▶ _Task input_
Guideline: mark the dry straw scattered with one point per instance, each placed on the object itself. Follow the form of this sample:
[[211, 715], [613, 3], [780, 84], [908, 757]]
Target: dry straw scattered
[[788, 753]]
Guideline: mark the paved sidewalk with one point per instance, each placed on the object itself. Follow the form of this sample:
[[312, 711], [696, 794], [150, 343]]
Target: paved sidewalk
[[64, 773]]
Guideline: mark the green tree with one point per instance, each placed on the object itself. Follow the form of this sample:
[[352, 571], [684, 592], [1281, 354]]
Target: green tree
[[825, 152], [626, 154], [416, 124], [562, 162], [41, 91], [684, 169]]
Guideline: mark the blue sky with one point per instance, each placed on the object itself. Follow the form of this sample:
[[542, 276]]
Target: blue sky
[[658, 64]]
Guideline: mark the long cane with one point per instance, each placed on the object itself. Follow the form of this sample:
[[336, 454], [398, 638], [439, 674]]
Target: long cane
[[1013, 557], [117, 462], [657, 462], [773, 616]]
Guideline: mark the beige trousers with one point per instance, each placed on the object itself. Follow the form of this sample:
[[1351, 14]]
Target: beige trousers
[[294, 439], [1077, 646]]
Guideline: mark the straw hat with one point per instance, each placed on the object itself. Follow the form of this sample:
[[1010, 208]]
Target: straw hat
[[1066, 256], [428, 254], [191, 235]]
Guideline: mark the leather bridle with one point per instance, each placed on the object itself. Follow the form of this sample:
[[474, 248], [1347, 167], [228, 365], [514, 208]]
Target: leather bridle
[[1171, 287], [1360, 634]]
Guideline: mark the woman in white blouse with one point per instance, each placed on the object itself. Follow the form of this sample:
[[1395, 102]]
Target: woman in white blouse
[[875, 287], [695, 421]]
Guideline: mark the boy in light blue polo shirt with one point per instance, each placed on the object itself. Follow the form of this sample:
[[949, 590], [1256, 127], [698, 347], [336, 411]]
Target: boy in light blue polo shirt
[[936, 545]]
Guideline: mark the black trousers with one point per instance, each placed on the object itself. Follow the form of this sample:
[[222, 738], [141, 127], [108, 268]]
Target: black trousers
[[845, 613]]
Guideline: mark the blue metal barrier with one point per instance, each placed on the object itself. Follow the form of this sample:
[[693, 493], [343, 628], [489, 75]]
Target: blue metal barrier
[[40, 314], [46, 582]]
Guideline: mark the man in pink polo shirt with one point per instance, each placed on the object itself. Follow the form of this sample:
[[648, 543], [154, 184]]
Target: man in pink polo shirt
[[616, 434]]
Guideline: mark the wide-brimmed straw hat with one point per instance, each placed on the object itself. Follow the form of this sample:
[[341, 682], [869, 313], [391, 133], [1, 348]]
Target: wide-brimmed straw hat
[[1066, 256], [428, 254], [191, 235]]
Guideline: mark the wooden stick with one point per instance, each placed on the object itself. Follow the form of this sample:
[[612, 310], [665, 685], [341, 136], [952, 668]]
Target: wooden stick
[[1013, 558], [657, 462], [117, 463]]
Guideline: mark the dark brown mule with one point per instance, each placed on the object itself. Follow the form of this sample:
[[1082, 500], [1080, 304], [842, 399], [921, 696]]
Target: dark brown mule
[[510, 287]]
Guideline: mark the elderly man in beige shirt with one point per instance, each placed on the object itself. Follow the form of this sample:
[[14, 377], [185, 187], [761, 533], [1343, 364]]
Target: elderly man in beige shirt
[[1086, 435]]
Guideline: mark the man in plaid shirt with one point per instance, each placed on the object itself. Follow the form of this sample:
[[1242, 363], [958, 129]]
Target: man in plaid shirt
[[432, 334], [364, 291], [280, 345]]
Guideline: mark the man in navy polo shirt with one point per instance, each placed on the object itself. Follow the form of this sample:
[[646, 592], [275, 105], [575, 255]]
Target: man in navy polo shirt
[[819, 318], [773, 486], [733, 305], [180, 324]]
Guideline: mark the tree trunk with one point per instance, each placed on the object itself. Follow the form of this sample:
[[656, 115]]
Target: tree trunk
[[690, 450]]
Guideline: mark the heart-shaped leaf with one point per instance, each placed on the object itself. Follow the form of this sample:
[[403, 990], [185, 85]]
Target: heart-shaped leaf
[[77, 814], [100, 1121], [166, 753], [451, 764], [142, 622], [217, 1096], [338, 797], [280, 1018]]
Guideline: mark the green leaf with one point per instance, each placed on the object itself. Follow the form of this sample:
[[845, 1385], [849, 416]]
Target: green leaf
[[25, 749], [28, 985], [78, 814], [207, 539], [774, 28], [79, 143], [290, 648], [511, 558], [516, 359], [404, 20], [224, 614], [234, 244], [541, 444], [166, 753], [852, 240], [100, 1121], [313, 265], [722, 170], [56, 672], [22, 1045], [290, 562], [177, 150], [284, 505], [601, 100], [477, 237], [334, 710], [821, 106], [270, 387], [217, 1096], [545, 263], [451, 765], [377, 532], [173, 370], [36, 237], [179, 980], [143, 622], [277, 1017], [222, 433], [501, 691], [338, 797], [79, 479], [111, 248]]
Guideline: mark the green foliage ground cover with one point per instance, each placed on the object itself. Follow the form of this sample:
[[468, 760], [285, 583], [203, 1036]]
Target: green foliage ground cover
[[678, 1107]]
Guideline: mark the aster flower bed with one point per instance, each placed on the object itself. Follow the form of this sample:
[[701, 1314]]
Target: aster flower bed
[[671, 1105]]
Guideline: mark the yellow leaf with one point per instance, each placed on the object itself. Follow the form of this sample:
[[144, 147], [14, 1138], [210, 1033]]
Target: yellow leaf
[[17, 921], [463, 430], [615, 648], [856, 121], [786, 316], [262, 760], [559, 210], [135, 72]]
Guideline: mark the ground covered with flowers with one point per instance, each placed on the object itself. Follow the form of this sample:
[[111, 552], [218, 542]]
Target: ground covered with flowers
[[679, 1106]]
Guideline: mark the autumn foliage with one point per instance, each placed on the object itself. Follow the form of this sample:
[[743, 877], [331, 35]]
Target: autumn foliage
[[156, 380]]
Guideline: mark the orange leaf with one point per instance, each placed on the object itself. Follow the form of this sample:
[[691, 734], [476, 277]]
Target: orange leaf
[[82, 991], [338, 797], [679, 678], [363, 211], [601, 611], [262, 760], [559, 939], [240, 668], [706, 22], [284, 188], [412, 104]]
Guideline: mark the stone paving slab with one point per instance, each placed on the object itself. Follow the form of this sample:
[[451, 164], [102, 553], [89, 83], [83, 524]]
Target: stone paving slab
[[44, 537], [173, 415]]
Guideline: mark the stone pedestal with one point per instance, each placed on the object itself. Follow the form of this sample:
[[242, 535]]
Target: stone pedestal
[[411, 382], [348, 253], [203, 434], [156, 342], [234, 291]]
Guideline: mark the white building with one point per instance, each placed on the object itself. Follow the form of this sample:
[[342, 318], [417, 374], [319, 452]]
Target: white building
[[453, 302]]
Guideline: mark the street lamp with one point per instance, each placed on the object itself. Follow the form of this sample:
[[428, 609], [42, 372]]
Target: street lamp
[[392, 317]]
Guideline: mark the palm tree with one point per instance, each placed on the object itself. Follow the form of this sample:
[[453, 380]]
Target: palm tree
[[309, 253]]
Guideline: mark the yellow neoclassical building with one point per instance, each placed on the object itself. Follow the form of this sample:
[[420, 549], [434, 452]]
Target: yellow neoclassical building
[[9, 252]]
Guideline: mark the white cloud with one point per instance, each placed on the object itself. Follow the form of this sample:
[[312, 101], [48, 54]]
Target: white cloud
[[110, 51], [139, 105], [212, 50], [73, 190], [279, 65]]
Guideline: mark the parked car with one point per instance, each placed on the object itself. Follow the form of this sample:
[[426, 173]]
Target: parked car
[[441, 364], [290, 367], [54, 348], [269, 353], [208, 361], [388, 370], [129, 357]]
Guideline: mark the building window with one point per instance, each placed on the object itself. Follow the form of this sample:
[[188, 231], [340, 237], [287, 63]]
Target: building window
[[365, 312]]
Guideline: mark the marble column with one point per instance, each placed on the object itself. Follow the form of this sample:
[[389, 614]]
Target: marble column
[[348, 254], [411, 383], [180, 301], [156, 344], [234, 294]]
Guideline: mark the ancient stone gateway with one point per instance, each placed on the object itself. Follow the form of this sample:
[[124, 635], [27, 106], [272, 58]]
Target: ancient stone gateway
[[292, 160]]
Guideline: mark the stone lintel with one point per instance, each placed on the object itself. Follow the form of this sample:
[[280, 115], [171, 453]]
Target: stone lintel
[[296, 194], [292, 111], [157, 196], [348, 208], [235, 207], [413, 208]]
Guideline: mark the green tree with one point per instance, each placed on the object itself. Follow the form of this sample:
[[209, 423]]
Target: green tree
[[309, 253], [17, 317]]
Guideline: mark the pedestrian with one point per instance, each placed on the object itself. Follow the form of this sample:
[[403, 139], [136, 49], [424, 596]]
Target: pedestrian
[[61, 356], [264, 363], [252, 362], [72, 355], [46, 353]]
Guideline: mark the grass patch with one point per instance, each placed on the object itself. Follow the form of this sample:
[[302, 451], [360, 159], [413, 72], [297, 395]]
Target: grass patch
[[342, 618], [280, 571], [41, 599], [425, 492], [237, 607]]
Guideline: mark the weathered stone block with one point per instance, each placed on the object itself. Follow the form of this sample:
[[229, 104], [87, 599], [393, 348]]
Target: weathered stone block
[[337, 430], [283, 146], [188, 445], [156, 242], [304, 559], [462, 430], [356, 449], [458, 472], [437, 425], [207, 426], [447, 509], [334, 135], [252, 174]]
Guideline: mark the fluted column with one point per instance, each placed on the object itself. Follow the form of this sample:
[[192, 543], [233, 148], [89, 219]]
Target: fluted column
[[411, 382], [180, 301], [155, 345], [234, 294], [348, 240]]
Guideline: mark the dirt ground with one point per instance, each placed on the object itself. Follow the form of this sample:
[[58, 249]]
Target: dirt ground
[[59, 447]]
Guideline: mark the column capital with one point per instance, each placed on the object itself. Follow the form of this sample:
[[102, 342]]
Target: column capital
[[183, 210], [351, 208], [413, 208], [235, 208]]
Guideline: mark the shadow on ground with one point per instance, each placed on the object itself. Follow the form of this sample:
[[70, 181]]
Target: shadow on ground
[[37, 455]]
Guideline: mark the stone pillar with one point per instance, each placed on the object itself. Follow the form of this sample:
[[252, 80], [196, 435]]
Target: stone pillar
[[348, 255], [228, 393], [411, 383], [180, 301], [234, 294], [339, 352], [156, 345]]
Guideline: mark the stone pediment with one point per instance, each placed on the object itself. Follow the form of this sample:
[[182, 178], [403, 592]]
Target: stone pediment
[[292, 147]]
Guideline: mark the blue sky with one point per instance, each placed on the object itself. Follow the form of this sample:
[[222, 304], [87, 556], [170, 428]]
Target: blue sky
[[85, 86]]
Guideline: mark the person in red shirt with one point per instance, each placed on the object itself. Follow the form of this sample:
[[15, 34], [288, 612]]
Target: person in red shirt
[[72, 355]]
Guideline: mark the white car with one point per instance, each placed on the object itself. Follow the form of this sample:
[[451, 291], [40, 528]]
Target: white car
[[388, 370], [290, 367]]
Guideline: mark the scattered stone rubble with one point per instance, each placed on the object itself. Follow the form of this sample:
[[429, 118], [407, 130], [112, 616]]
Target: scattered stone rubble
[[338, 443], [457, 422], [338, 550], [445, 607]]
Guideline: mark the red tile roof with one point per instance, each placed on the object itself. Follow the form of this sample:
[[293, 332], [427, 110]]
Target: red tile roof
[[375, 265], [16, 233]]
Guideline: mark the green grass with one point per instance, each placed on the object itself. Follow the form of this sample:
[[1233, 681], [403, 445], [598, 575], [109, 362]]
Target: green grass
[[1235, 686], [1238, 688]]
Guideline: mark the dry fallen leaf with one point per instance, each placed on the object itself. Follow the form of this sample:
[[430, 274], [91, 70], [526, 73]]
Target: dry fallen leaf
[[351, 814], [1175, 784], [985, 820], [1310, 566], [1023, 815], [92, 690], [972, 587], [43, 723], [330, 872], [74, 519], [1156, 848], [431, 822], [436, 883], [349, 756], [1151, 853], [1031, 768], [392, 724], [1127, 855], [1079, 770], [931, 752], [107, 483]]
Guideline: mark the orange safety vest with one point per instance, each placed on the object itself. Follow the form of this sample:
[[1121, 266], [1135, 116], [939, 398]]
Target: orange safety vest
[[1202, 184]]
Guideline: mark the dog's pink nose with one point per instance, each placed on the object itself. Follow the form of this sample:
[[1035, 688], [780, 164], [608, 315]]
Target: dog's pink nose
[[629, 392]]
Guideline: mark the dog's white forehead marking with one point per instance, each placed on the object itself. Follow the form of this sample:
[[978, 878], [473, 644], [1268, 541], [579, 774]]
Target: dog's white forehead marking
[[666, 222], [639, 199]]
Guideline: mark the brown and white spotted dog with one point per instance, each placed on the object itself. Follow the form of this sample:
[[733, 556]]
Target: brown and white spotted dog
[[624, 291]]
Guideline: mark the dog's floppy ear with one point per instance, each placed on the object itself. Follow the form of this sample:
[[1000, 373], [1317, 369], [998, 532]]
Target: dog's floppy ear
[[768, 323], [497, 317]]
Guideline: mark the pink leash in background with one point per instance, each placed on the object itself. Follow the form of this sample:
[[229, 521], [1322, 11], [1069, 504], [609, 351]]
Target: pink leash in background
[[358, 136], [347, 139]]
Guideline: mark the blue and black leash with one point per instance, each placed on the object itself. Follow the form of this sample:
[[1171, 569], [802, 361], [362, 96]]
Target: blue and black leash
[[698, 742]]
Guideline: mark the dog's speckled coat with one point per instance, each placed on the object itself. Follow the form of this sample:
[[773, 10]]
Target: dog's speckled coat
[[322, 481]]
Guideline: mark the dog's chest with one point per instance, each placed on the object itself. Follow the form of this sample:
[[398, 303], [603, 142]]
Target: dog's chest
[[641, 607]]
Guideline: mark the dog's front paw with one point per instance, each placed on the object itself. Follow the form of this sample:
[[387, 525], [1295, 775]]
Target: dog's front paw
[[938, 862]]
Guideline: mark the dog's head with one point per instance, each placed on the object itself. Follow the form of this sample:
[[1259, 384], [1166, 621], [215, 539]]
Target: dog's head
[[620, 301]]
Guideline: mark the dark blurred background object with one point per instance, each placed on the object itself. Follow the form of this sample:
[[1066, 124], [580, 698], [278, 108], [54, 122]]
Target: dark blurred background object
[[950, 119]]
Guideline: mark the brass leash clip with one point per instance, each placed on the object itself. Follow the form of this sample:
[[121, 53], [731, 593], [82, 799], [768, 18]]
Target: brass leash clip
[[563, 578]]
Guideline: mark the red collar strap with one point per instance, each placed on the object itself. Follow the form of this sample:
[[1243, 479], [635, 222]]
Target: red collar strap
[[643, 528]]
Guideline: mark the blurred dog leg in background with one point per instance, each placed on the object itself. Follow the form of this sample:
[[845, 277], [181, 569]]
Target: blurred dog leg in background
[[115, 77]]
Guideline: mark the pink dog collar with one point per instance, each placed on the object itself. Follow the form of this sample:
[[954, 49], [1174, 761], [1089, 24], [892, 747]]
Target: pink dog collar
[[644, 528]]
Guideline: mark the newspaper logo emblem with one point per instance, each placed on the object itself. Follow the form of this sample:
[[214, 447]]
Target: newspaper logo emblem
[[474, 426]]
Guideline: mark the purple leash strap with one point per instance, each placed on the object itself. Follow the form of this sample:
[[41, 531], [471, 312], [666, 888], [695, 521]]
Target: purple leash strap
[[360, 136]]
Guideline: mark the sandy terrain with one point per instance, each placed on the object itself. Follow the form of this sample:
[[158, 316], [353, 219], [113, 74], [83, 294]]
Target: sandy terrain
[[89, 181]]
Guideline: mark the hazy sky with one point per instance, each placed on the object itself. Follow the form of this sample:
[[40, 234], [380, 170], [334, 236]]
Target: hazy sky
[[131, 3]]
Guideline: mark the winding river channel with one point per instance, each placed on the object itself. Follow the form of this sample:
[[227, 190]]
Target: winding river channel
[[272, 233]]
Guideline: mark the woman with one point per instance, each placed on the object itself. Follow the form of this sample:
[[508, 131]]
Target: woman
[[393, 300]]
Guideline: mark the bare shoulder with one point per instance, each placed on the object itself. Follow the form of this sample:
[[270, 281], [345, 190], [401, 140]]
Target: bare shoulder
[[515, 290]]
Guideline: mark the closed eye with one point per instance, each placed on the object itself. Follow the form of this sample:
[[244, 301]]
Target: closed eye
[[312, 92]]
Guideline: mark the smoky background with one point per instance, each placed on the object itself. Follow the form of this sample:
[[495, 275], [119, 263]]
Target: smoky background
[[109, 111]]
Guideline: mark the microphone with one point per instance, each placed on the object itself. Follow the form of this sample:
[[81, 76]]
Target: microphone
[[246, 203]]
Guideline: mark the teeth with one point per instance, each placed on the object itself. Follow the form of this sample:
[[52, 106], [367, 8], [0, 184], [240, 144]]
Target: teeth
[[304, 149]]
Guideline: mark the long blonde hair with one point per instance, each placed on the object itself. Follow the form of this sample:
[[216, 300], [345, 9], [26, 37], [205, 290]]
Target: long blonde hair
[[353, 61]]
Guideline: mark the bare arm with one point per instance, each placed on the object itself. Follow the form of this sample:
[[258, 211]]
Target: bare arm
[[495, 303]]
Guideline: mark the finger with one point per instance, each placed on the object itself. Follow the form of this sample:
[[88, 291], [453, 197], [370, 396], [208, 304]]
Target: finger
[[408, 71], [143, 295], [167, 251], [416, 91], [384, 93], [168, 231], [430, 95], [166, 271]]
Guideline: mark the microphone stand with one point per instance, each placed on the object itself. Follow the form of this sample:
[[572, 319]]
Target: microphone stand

▶ _Directions for this task_
Format the lines running from the line with "Guideline: mark the marble" up to and including the line with "[[342, 618], [280, 571], [41, 599], [425, 492], [237, 607]]" as a JSON list of strings, one string for each line, leaving out blank lines.

▶ _Exercise output_
[
  "Guideline: mark the marble column with one point per instance, each placed on the object itself. Follow the form of this sample:",
  "[[389, 614]]",
  "Target: marble column",
  "[[348, 254], [411, 383], [180, 301], [156, 344], [234, 294]]",
  "Guideline: mark the ancient stone gateway with one point per instance, each placed on the object itself. Follow the form of this sample:",
  "[[124, 635], [27, 106], [272, 58]]",
  "Target: ancient stone gateway",
  "[[292, 160]]",
  "Guideline: mark the stone lintel with one point per instance, each placed on the object itself. Follow the form of this sample:",
  "[[280, 115], [171, 453]]",
  "Target: stone lintel",
  "[[296, 194], [292, 111], [157, 196], [348, 208], [235, 207], [413, 208]]",
  "Guideline: mark the green tree with one point per instance, each placed on the object itself. Follow the form of this sample:",
  "[[209, 423]]",
  "Target: green tree",
  "[[309, 253], [17, 317]]",
  "Guideline: mark the pedestrian with one point per instance, each placed on the object itself. Follow the form of this sample:",
  "[[403, 139], [136, 49], [424, 596]]",
  "Target: pedestrian",
  "[[61, 356], [264, 363], [252, 362], [72, 355], [46, 353]]",
  "Guideline: mark the grass patch with one point per instance, each placed on the object itself. Follow the form of this sample:",
  "[[302, 451], [360, 159], [413, 72], [297, 395]]",
  "Target: grass patch",
  "[[342, 618], [280, 571], [41, 599], [425, 492], [237, 607]]"
]